Restate the records in their entirety, word for word.

>> START Extracted records

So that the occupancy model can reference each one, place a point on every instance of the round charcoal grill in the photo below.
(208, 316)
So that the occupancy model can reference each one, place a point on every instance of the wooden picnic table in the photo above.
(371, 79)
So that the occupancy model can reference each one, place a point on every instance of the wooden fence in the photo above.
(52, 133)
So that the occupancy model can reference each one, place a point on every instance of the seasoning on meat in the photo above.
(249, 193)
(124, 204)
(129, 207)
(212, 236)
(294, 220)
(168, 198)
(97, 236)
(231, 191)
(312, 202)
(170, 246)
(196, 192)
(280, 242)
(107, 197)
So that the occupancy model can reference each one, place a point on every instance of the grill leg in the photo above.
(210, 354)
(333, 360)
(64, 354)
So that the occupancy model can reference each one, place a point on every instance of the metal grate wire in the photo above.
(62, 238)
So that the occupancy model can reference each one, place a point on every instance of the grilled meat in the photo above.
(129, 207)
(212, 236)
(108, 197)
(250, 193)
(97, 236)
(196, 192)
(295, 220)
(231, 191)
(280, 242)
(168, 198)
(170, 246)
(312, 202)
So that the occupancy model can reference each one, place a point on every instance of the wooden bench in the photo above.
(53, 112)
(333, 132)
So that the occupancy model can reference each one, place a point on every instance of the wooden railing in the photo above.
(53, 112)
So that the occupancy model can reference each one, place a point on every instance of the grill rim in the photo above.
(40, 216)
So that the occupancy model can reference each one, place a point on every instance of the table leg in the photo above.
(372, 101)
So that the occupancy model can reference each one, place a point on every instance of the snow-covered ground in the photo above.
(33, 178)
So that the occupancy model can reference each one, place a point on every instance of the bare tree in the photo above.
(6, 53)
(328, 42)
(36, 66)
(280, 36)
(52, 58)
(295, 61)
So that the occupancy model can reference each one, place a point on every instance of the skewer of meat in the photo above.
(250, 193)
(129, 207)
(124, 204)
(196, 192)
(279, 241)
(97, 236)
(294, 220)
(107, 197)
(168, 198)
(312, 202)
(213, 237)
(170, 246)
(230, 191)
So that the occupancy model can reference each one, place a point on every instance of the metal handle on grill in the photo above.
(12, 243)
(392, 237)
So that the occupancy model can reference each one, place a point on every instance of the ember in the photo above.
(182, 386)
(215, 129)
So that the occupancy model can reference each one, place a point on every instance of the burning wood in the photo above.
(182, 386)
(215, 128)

>> END Extracted records

## [Output for this task]
So that the occupancy model can reference each one, place a point on every instance of the round charcoal grill in the photo below.
(208, 316)
So that the occupancy model can reference each one, place a point on every instance of the wooden picnic table in the photo above.
(371, 79)
So that the occupancy model can reference each one, place a point on every instance of the wooden fence in the photo above.
(52, 133)
So that the occupancy model can reference each one, place a point on every instance of the seasoning on meat in the photo above.
(249, 193)
(124, 204)
(129, 207)
(212, 236)
(294, 220)
(168, 198)
(97, 236)
(231, 191)
(312, 202)
(170, 246)
(196, 192)
(280, 242)
(107, 197)
So that the occupancy model can reference each one, place a point on every instance of the grill leg in the photo above.
(210, 354)
(333, 360)
(64, 354)
So that the occupancy model can reference each one, place a point on every instance of the metal grate wire in the photo above.
(62, 238)
So that the occupancy model can reference each one, place a point on every instance of the grilled meat in the photo above.
(129, 207)
(212, 236)
(108, 197)
(250, 193)
(97, 236)
(196, 192)
(295, 220)
(231, 191)
(280, 242)
(168, 198)
(170, 246)
(312, 202)
So that the occupancy model can reference each one, place a point on every instance of the wooden bench in the photo above.
(53, 112)
(333, 132)
So that the occupancy model can reference each one, place a point on every instance of the wooden railing in the photo above.
(53, 112)
So that the occupancy model can reference each one, place a point on every instance of the grill rim in the photo above.
(40, 216)
So that the occupancy model can reference each one, place a point on every instance of the table leg in the photo above.
(372, 101)
So that the occupancy model can reference each one, place a point on every instance of the snow-covered ground in the photo above.
(33, 178)
So that the occupancy model can reference each one, place a point on every instance of the bare tree in the photo above.
(6, 53)
(328, 42)
(36, 66)
(280, 36)
(52, 58)
(295, 61)
So that the occupancy model can reference each one, place a point on every instance of the skewer of meat in the photo above.
(250, 193)
(129, 207)
(124, 204)
(196, 192)
(279, 241)
(97, 236)
(294, 220)
(107, 197)
(168, 198)
(312, 202)
(213, 237)
(170, 246)
(230, 191)
So that the occupancy model can reference each one, place a point on every instance of the metal handle on grill in the photo above.
(12, 243)
(392, 237)
So that the occupancy model can reference each one, place a point on every instance of the ember in the photo above.
(182, 386)
(215, 129)
So that the occupancy model can reference each one, place a point on every instance of the burning wood in the photo above.
(182, 386)
(215, 128)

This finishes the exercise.